"""

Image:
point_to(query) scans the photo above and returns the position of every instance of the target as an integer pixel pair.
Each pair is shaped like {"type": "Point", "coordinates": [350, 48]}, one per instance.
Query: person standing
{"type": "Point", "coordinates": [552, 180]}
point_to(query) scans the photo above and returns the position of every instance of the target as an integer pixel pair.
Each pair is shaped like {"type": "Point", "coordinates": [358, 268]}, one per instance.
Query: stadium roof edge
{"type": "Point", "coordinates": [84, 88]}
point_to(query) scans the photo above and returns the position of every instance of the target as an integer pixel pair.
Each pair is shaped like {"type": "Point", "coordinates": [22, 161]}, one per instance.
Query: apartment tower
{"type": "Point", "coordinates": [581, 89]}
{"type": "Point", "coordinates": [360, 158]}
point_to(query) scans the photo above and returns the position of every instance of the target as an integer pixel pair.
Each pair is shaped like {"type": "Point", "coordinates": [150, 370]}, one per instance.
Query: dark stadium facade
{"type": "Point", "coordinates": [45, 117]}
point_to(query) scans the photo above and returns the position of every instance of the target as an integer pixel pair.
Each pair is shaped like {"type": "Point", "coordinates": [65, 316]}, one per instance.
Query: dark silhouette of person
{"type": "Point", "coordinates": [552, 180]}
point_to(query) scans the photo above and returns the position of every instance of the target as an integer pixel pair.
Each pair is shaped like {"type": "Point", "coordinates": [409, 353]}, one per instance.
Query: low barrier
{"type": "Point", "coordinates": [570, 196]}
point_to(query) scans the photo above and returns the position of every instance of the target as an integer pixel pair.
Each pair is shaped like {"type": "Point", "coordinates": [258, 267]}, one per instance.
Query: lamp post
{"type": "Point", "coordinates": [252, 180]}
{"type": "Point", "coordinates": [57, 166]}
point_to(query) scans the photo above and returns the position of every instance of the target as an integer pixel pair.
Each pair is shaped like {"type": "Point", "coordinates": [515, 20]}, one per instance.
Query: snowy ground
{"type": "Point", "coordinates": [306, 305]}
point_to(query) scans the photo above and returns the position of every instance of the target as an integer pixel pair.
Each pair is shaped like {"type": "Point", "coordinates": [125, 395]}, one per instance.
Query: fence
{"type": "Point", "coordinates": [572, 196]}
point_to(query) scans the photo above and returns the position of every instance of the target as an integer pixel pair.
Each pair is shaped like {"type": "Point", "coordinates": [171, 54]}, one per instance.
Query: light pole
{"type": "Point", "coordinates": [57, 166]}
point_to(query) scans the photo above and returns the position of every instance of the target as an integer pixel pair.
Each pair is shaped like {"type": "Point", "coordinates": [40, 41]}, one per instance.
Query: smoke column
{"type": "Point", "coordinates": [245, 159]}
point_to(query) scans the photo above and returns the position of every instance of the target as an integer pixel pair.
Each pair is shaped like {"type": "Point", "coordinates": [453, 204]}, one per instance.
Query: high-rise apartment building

"""

> EXERCISE DESCRIPTION: Return all of the data exactly as it reads.

> RESULT FOR THIS EXERCISE:
Image:
point_to(query) scans the photo above and returns the position of every instance of the target as an integer pixel pair.
Each pair is shaped like {"type": "Point", "coordinates": [350, 48]}, one per instance.
Query: person standing
{"type": "Point", "coordinates": [552, 180]}
point_to(query) scans the photo above and returns the position of every instance of the target as an integer pixel pair.
Each pair is shaped like {"type": "Point", "coordinates": [358, 268]}, one per instance.
Query: stadium roof edge
{"type": "Point", "coordinates": [84, 88]}
point_to(query) scans the photo above and returns the position of every instance of the target as an integer pixel pair.
Each pair is shaped like {"type": "Point", "coordinates": [22, 161]}, one per instance.
Query: apartment tower
{"type": "Point", "coordinates": [581, 89]}
{"type": "Point", "coordinates": [360, 158]}
point_to(query) scans the photo above and returns the position of every instance of the target as an integer pixel pair.
Each pair is shaped like {"type": "Point", "coordinates": [150, 370]}, one per instance.
Query: dark stadium facade
{"type": "Point", "coordinates": [45, 117]}
point_to(query) scans the photo above and returns the position of every instance of the target as an integer pixel pair.
Each pair is shaped like {"type": "Point", "coordinates": [65, 316]}, one per instance.
Query: dark silhouette of person
{"type": "Point", "coordinates": [552, 180]}
point_to(query) scans the photo above and returns the position of every instance of the target as an integer pixel pair.
Each pair is shaped like {"type": "Point", "coordinates": [409, 353]}, one per instance.
Query: low barrier
{"type": "Point", "coordinates": [570, 196]}
point_to(query) scans the photo above and returns the position of every instance of the target as an integer pixel pair.
Each pair is shaped like {"type": "Point", "coordinates": [258, 267]}, one per instance.
Query: lamp post
{"type": "Point", "coordinates": [252, 180]}
{"type": "Point", "coordinates": [57, 166]}
point_to(query) scans the photo above and returns the position of every instance of the target as an integer pixel pair.
Each pair is shaped like {"type": "Point", "coordinates": [515, 20]}, one per instance.
Query: snowy ground
{"type": "Point", "coordinates": [306, 305]}
point_to(query) scans the photo above and returns the position of every instance of the target as an integer pixel pair.
Each pair is shaped like {"type": "Point", "coordinates": [125, 395]}, one per instance.
Query: fence
{"type": "Point", "coordinates": [572, 196]}
point_to(query) scans the photo above and returns the position of every instance of the target as an integer pixel pair.
Each pair is shaped like {"type": "Point", "coordinates": [171, 54]}, one per instance.
Query: light pole
{"type": "Point", "coordinates": [57, 166]}
point_to(query) scans the photo above and returns the position of every instance of the target as an integer pixel pair.
Each pair is shaped like {"type": "Point", "coordinates": [40, 41]}, one per instance.
Query: smoke column
{"type": "Point", "coordinates": [245, 159]}
point_to(query) scans the photo above and returns the position of every instance of the target as an integer pixel pair.
Each pair is shaped like {"type": "Point", "coordinates": [453, 204]}, one per instance.
Query: high-rise apartment building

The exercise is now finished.